Could you show all lines in the entries below that contain the string "naming"?

§ Records shown:
· · · · ·
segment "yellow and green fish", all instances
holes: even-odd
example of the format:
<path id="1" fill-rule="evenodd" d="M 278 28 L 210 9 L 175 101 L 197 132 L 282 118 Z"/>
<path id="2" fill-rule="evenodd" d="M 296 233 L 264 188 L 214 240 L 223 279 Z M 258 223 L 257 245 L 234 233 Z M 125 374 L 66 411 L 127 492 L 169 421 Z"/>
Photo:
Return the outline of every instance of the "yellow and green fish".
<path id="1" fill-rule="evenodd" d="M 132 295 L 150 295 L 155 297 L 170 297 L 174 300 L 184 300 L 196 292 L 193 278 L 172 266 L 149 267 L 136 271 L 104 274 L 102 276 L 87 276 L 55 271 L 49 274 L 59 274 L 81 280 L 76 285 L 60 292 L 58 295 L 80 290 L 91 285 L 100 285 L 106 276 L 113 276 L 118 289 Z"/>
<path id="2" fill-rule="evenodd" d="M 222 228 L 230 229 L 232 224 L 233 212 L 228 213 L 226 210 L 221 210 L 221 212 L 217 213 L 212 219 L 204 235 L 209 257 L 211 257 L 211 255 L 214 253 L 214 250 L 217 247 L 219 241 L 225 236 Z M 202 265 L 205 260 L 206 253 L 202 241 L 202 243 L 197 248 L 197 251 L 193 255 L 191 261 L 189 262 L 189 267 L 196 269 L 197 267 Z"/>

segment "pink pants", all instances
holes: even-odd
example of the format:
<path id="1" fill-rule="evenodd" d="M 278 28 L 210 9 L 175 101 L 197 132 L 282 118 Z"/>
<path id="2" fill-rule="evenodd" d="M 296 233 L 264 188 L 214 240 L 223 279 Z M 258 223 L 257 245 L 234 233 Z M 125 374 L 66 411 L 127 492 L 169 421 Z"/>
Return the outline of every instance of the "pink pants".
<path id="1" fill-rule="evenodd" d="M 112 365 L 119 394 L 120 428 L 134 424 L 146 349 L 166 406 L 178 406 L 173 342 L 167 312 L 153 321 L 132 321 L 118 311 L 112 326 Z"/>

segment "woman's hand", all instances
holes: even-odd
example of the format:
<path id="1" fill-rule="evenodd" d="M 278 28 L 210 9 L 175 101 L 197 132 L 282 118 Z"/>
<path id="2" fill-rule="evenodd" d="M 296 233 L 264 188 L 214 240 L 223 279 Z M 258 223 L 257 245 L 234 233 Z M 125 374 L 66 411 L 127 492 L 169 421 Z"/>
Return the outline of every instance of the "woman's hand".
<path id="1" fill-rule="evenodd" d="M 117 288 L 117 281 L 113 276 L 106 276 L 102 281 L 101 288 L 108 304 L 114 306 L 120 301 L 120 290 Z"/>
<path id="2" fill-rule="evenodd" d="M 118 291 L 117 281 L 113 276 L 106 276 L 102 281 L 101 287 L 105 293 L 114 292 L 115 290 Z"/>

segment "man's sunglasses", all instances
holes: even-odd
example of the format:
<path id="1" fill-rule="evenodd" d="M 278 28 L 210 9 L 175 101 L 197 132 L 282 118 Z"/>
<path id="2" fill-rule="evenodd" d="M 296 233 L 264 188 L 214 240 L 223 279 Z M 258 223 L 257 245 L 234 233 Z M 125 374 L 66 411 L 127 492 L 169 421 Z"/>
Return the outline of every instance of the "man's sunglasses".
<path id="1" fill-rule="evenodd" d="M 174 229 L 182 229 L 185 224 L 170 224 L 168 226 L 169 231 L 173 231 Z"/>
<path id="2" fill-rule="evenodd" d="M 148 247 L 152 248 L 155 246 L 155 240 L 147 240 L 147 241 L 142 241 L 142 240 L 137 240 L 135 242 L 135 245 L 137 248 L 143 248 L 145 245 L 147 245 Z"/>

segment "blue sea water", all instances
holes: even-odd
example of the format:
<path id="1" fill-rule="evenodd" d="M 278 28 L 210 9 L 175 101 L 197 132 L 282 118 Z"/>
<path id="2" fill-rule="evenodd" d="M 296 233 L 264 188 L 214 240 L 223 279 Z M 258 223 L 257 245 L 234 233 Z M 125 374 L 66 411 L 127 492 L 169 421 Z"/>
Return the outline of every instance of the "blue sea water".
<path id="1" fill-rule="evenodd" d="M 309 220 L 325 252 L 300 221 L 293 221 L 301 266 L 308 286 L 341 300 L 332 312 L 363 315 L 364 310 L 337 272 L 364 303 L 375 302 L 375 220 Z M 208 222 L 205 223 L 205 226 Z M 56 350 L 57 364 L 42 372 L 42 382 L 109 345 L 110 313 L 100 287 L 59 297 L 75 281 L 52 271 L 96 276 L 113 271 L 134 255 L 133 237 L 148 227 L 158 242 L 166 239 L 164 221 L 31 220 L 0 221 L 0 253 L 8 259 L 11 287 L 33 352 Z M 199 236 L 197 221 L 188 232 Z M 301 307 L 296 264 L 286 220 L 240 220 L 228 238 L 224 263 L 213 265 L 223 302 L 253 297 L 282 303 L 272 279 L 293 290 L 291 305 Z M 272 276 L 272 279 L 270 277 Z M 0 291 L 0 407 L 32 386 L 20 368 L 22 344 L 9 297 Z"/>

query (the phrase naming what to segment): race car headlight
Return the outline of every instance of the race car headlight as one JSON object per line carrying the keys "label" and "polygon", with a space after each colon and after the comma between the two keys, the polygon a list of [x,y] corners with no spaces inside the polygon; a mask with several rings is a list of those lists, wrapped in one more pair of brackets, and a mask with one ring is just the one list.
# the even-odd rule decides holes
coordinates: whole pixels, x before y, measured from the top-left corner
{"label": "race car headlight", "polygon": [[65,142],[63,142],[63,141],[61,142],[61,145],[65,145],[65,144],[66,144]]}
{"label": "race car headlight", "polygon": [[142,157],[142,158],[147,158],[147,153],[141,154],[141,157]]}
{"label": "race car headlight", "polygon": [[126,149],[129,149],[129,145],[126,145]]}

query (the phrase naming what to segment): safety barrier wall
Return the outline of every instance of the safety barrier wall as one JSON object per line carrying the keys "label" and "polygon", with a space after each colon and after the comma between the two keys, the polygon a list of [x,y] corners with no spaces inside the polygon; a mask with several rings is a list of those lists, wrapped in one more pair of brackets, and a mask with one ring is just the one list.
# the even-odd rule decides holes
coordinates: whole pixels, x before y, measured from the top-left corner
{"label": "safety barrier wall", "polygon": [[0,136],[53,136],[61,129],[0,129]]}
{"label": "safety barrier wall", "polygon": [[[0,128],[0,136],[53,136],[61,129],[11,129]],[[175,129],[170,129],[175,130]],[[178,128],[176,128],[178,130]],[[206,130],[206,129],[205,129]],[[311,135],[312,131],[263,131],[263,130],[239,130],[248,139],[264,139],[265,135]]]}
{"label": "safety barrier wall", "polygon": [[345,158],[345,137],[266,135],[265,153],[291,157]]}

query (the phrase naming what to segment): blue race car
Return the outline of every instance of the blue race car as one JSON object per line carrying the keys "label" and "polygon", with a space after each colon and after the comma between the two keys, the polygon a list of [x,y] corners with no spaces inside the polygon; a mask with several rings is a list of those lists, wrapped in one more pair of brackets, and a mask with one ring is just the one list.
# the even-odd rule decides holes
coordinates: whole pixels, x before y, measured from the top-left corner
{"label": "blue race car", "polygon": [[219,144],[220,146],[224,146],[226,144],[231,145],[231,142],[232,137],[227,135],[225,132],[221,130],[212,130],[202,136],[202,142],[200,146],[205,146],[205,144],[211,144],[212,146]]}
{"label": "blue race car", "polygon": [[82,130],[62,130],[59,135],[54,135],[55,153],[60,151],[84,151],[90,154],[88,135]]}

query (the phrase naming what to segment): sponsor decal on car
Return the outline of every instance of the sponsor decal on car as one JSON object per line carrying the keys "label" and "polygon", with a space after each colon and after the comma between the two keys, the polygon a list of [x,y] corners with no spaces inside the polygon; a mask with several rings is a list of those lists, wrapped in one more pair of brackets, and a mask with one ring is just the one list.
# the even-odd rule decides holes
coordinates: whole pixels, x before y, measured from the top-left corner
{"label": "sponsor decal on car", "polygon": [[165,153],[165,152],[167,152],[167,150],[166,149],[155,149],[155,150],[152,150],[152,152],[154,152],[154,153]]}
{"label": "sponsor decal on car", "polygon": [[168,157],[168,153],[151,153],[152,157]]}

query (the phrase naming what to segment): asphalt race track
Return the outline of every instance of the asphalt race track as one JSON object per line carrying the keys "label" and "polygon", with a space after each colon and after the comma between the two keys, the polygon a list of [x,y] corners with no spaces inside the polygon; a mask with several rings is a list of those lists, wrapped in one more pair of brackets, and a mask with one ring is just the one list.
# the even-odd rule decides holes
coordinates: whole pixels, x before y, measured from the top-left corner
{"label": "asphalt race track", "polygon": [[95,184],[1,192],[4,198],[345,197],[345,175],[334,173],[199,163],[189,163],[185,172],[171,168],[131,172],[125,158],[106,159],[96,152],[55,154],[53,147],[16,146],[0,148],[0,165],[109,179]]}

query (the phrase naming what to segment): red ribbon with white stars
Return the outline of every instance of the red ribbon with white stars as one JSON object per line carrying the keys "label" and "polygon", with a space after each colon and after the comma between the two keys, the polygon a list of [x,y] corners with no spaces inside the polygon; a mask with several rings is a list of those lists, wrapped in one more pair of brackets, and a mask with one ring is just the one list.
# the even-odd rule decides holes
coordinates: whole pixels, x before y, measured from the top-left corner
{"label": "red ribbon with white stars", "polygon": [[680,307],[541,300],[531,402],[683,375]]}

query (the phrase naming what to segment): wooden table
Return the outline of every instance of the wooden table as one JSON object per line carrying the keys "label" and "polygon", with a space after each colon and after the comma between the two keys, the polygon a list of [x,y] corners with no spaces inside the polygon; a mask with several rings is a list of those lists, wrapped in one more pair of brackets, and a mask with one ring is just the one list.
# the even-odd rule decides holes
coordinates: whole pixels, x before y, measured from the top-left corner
· · · · ·
§ The completed task:
query (the phrase naming what to segment): race car headlight
query (the phrase naming what to segment): safety barrier wall
query (the phrase naming what to segment): blue race car
query (the phrase naming what to segment): sponsor decal on car
query (the phrase naming what to segment): asphalt race track
query (the phrase naming what to segment): red ribbon with white stars
query (the phrase naming what to segment): wooden table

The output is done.